## What you should do
The entries below are to be repeated exactly as they stand.

## The input
────────────────────────────────────────

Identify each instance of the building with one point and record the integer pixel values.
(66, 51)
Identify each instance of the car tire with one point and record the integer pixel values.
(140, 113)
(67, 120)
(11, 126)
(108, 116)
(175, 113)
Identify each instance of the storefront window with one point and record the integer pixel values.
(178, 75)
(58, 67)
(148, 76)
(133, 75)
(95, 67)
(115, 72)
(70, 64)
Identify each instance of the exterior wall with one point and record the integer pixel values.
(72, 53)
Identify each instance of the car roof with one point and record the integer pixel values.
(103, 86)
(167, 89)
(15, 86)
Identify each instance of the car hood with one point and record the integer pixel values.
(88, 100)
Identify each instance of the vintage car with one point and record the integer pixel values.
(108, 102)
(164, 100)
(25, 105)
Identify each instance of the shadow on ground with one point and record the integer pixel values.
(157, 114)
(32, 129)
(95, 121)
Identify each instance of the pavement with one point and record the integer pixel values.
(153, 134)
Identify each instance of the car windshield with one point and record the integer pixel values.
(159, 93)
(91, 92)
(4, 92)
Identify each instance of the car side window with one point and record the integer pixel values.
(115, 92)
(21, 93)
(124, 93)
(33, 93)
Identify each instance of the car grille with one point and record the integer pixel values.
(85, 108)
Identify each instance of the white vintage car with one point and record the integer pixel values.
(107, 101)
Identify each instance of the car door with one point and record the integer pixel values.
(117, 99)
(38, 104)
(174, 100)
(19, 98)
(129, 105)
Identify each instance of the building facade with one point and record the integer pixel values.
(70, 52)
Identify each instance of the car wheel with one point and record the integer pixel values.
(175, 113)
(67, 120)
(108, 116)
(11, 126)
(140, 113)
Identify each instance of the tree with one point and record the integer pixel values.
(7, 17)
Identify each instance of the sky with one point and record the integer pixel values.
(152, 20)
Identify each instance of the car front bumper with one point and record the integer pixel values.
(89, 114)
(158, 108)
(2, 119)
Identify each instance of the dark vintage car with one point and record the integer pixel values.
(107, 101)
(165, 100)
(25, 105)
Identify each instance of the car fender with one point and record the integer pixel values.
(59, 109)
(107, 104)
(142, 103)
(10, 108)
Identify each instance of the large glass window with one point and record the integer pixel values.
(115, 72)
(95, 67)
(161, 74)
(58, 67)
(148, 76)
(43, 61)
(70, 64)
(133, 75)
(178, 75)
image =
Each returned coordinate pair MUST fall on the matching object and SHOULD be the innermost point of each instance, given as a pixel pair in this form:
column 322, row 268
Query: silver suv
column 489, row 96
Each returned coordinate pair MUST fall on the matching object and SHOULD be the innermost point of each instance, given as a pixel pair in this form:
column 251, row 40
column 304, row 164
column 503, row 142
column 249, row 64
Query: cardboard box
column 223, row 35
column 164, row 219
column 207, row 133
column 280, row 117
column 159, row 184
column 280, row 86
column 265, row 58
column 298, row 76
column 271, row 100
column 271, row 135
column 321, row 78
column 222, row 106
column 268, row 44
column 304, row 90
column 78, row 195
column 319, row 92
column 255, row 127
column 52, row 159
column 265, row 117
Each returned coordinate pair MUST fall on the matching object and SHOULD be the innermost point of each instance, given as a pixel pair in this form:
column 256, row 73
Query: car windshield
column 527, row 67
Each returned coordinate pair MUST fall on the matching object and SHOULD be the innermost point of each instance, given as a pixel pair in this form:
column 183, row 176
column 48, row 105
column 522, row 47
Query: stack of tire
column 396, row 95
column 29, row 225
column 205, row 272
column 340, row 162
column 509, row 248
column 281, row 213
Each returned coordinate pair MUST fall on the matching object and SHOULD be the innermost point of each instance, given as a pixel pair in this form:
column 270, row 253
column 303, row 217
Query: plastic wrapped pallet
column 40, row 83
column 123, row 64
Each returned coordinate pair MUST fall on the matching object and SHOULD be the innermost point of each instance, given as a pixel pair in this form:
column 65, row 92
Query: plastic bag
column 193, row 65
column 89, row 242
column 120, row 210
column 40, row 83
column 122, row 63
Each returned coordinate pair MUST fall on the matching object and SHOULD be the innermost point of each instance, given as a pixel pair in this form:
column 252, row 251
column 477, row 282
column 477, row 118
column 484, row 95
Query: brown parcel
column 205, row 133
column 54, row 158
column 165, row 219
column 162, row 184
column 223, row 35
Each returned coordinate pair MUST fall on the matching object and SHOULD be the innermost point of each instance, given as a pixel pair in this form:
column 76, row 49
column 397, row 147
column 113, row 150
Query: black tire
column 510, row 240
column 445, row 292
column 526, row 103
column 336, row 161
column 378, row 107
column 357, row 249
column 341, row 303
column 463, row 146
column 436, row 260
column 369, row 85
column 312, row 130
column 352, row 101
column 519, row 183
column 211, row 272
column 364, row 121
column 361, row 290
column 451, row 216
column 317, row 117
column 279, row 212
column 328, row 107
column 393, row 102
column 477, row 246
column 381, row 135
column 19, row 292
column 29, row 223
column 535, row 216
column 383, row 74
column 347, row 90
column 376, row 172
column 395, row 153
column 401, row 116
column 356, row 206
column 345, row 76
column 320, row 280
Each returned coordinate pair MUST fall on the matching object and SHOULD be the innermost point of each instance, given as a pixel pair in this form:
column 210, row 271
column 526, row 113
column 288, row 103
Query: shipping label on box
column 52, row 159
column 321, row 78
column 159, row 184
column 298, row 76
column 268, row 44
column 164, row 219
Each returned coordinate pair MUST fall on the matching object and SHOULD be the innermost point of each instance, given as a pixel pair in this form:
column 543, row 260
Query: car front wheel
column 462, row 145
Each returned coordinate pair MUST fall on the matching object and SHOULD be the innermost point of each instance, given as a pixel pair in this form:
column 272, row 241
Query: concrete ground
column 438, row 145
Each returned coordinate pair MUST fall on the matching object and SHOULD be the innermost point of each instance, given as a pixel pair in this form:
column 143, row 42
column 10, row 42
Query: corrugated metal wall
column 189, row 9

────────────────────────────────────────

## Exercise result
Identify each instance of the building with one point and record the integer pixel values.
(66, 51)
Identify each instance of the car tire with one point and record the integer pixel values.
(140, 113)
(67, 120)
(11, 126)
(108, 116)
(175, 113)
Identify each instance of the storefront window with one point and record the integer pixel values.
(178, 75)
(58, 67)
(148, 76)
(133, 75)
(95, 67)
(115, 72)
(70, 64)
Identify each instance of the exterior wall with one point and record the integer pixel values.
(72, 53)
Identify each instance of the car roof with one point and record the integer pixel values.
(103, 86)
(167, 89)
(15, 86)
Identify each instance of the car hood with one point and record the integer pixel values.
(88, 100)
Identify each instance of the vintage car with one point and record the integer pixel values.
(108, 102)
(164, 100)
(25, 105)
Identify each instance of the shadow on ground with one point and record the integer pixel values.
(157, 114)
(32, 129)
(95, 121)
Identify each instance of the pavement with one point and record the integer pixel values.
(153, 134)
Identify each instance of the car windshield with one point and record the integer pixel values.
(159, 93)
(91, 92)
(4, 92)
Identify each instance of the car side window with one point and record the integer pixel values.
(115, 92)
(21, 93)
(124, 93)
(33, 93)
Identify each instance of the car grille with one point and record the integer pixel values.
(85, 108)
Identify each instance of the white vintage car with one point and record the integer pixel values.
(107, 101)
Identify each instance of the car door with one point and record the integer pixel values.
(117, 99)
(38, 104)
(174, 100)
(19, 98)
(129, 105)
Identify each instance of the building facade with one point and record the integer pixel values.
(70, 52)
Identify each instance of the car wheel with one point and record the integer pixel values.
(175, 113)
(67, 120)
(108, 116)
(11, 126)
(140, 113)
Identify each instance of the tree with one point and record the integer pixel values.
(7, 17)
Identify each instance of the sky with one point and record the integer pixel values.
(152, 20)
Identify each instance of the car front bumper with one point and record the integer pixel values.
(89, 114)
(158, 108)
(2, 119)
Identify each instance of the dark vintage car with one point and record the integer pixel values.
(107, 101)
(165, 100)
(25, 105)
Identify each instance of the car fender with one point and record the integer pixel values.
(59, 109)
(107, 104)
(142, 103)
(10, 108)
Identify each instance of the large glass window with one point and record the integer pixel values.
(115, 72)
(95, 67)
(161, 74)
(58, 67)
(148, 76)
(43, 61)
(70, 64)
(133, 75)
(178, 75)
image =
Each returned coordinate pair MUST fall on the matching object and SHOULD be the innermost point of each instance, given as a pixel pair in this form:
column 322, row 268
Query: silver suv
column 489, row 96
Each returned coordinate pair MUST fall on the matching object and SHOULD be the innermost point of each instance, given as a pixel pair in this form:
column 251, row 40
column 304, row 164
column 503, row 142
column 249, row 64
Query: cardboard box
column 223, row 35
column 164, row 219
column 207, row 133
column 280, row 117
column 159, row 184
column 280, row 86
column 265, row 58
column 298, row 76
column 271, row 100
column 271, row 135
column 321, row 78
column 222, row 106
column 268, row 44
column 304, row 90
column 78, row 195
column 319, row 92
column 255, row 127
column 52, row 159
column 265, row 117
Each returned coordinate pair MUST fall on the matching object and SHOULD be the innermost point of each instance, given as a pixel pair in this form:
column 256, row 73
Query: car windshield
column 527, row 67
Each returned coordinate pair MUST fall on the matching object and SHOULD be the innermost point of each instance, given as a pixel pair in this form:
column 183, row 176
column 48, row 105
column 522, row 47
Query: stack of tire
column 396, row 95
column 29, row 225
column 205, row 272
column 340, row 162
column 509, row 248
column 281, row 213
Each returned coordinate pair MUST fall on the matching object and SHOULD be the innermost point of each instance, given as a pixel pair in this form:
column 270, row 253
column 303, row 217
Query: plastic wrapped pallet
column 40, row 83
column 123, row 64
Each returned coordinate pair MUST fall on the matching object and SHOULD be the innermost point of each instance, given as a pixel pair in this form:
column 65, row 92
Query: plastic bag
column 193, row 65
column 89, row 242
column 120, row 210
column 40, row 83
column 122, row 63
Each returned coordinate pair MUST fall on the matching object and SHOULD be the innermost point of each instance, given as a pixel pair in this form:
column 252, row 251
column 477, row 282
column 477, row 118
column 484, row 95
Query: brown parcel
column 205, row 133
column 54, row 158
column 165, row 219
column 162, row 184
column 223, row 35
Each returned coordinate pair MUST fall on the matching object and SHOULD be the innermost point of each instance, given as a pixel pair in this form:
column 76, row 49
column 397, row 147
column 113, row 150
Query: black tire
column 510, row 240
column 445, row 292
column 526, row 103
column 336, row 161
column 378, row 107
column 357, row 249
column 341, row 303
column 463, row 146
column 436, row 260
column 369, row 85
column 312, row 130
column 352, row 101
column 519, row 183
column 211, row 272
column 364, row 121
column 361, row 290
column 451, row 216
column 317, row 117
column 279, row 212
column 328, row 107
column 393, row 102
column 477, row 246
column 381, row 135
column 19, row 292
column 29, row 223
column 535, row 216
column 383, row 74
column 347, row 90
column 376, row 172
column 395, row 153
column 401, row 116
column 356, row 206
column 345, row 76
column 320, row 280
Each returned coordinate pair MUST fall on the matching object and SHOULD be the innermost point of each instance, given as a pixel pair in this form:
column 210, row 271
column 526, row 113
column 288, row 103
Query: shipping label on box
column 52, row 159
column 321, row 78
column 159, row 184
column 298, row 76
column 268, row 44
column 164, row 219
Each returned coordinate pair MUST fall on the matching object and SHOULD be the innermost point of each instance, given as a pixel pair in this form:
column 543, row 260
Query: car front wheel
column 462, row 145
Each returned coordinate pair MUST fall on the matching object and SHOULD be the innermost point of each instance, given as a pixel pair in this form:
column 272, row 241
Query: concrete ground
column 438, row 145
Each returned coordinate pair MUST fall on the matching object and SHOULD be the innermost point of each instance, given as a pixel pair in this form:
column 143, row 42
column 10, row 42
Query: corrugated metal wall
column 189, row 9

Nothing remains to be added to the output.